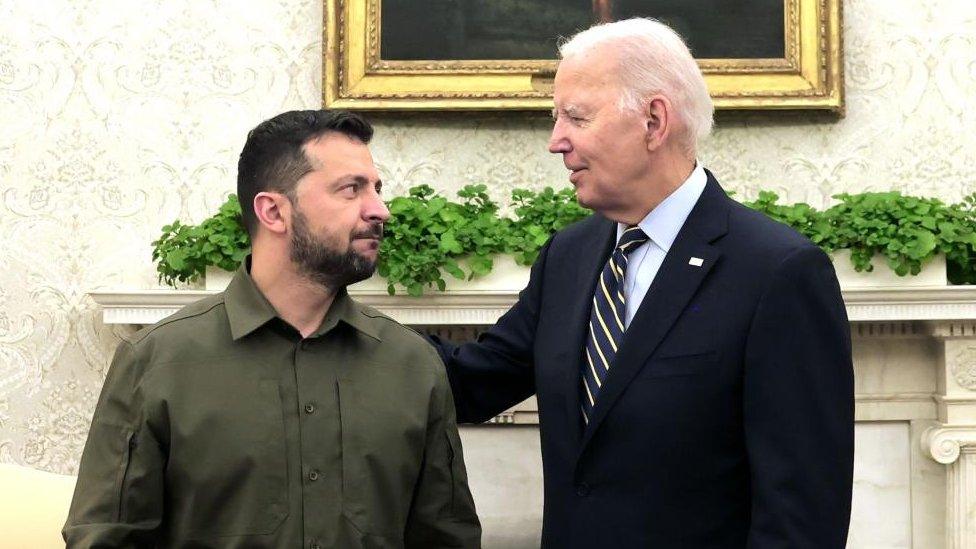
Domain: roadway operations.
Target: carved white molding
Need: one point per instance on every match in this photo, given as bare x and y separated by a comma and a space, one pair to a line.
484, 307
964, 367
946, 443
961, 502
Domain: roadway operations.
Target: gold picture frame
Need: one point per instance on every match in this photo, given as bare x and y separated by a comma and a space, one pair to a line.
809, 76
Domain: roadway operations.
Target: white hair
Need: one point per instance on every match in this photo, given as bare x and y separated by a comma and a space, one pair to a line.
653, 60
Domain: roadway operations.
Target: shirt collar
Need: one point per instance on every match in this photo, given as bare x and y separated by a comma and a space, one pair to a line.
248, 309
664, 222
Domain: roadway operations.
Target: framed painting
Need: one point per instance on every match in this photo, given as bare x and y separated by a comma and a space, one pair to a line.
501, 54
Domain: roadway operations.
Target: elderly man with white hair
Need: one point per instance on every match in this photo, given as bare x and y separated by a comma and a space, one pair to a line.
691, 357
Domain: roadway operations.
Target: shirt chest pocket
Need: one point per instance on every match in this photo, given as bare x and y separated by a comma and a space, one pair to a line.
383, 438
231, 472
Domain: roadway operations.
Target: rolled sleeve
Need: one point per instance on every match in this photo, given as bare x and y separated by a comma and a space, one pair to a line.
443, 513
118, 499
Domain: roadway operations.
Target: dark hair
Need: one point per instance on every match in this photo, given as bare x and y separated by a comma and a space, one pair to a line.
273, 158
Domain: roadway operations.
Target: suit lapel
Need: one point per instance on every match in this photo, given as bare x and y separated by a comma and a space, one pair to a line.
598, 241
675, 283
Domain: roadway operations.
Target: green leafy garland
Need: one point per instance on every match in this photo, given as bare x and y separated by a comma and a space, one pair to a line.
905, 230
429, 236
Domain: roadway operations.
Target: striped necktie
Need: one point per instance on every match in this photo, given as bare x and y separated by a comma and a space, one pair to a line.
606, 329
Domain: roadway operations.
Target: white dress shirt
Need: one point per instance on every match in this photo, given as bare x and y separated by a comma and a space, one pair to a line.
661, 225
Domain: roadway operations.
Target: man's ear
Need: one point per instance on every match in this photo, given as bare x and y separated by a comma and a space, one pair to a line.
273, 211
658, 113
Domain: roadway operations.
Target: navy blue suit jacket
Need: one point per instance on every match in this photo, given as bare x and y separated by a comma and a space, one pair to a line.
726, 419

### TASK GOAL
Pull out every line of the records that contains the word "white", treating uppercase and lowercase as different.

### SOLUTION FOR THIS EXERCISE
Target: carved white molding
Target: white hair
Target: elderly man with white hair
Target: white dress shirt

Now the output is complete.